### Directions:
1. In the text on surviving holidays, reproduce the passage that opens with the words "Holidays and special events are" and ends with the words "you don’t overeat.".
2. According to the text on surviving holidays, which three periods should a survival strategy address?

--- BEGIN Text provided ---

Surviving Holidays and Special Events
Holidays and special events should be times of great joy, but dieters approach these occasions with fear and panic. Why? Because a celebration’s not a celebration without tons of high-calorie, tempting foods. Does this mean that you have to become anti-social to avoid temptation? Not if you plan a “survival” strategy beforehand and stick to it. This strategy should address actions before, during, and after the event.
Holidays and special events are usually non-stop cues for eating. Trays of nibbles are set out, alcohol is served in abundance, and meals are served that could feed an entire army battalion. Besides physical food cues, stress of preparation, the letdown after the event, and the depression triggered by sad memories, often prompt emotional eating.
Holiday Survival Tips
On the day of the event, there are several ways you can control your eating. These tips can reduce stress and associated eating cues before they happen.
✅ Eating a betterMD nutrition product or high-bulk foods, such as an apple, salad, or bowl of whole-grain cereal, can fill you up beforehand so you don’t overeat.
✅ As soon as you get to the function, look over the food and pick out a few “special” foods to eat and skip all the others.
✅ Eat slowly and savor every bite to maximize your enjoyment. By allowing yourself selected delicious foods, you can enjoy yourself without needing to pile on everything in sight.
✅ Just to be on the safe side, you might want to cut back your intake for a few days before and after so you can have a little extra at your celebration.
If You Are Hosting an Event
Plan Ahead – If you’re doing the entertaining, the preliminary work can be especially taxing. With hectic schedules, there never seems to be enough time to plan, clean, shop, and cook. You can help yourself by practicing time management and getting help from others. To plan your time, sit down and write out daily schedules for the weeks before the event. Determine what you can reasonably do in that time frame and when you plan to do it.
Accept Help – Remember that you don’t have to do everything yourself. Get your spouse, children, and other relatives involved with the cleaning, shopping, and cooking. For example someone can go to the grocery store, while others clean assigned areas of the house, and your guests are probably happy to bring some of the food. If it’s in your budget, consider hiring help to clean, cater meals, and serve food.

--- END Text provided ---
--- BEGIN Extracted information ---

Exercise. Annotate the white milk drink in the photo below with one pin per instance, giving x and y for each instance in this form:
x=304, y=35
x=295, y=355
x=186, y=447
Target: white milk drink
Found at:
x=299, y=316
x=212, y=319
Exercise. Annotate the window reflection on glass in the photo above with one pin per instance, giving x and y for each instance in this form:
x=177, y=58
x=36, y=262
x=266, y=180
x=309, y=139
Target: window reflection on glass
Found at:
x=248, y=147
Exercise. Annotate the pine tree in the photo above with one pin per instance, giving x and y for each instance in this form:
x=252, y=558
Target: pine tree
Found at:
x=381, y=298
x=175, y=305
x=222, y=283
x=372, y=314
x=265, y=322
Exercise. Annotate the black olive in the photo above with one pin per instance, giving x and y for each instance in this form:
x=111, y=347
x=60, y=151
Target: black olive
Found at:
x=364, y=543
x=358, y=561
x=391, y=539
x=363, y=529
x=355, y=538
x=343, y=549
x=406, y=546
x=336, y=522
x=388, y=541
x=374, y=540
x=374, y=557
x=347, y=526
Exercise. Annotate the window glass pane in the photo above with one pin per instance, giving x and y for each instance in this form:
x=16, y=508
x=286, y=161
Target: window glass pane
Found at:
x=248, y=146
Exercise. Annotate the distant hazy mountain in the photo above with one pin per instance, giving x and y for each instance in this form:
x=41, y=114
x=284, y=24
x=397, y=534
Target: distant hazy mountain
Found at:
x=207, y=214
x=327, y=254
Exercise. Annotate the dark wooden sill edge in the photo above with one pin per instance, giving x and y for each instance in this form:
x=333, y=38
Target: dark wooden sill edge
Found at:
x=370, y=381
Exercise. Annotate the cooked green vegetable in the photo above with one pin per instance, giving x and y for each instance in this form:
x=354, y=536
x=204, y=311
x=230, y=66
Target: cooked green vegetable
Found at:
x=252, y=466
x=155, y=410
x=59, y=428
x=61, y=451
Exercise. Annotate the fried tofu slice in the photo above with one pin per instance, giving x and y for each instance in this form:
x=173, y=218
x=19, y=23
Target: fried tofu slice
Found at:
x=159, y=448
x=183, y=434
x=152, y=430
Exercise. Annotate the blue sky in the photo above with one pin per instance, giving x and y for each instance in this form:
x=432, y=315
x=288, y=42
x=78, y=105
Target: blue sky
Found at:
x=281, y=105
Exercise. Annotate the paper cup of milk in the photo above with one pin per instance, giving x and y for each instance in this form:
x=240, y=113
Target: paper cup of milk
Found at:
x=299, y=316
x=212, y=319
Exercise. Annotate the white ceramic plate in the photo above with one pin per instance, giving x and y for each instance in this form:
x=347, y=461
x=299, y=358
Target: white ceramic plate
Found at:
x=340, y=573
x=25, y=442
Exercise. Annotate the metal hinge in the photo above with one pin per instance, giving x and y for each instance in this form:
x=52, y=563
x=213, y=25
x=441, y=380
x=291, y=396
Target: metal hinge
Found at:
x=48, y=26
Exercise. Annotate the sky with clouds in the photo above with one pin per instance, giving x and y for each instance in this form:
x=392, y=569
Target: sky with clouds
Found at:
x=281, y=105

--- END Extracted information ---

### Exercise answers:
1.
Holidays and special events are usually non-stop cues for eating. Trays of nibbles are set out, alcohol is served in abundance, and meals are served that could feed an entire army battalion. Besides physical food cues, stress of preparation, the letdown after the event, and the depression triggered by sad memories, often prompt emotional eating.
Holiday Survival Tips
On the day of the event, there are several ways you can control your eating. These tips can reduce stress and associated eating cues before they happen.
✅ Eating a betterMD nutrition product or high-bulk foods, such as an apple, salad, or bowl of whole-grain cereal, can fill you up beforehand so you don’t overeat.

2. Actions before, during, and after the event.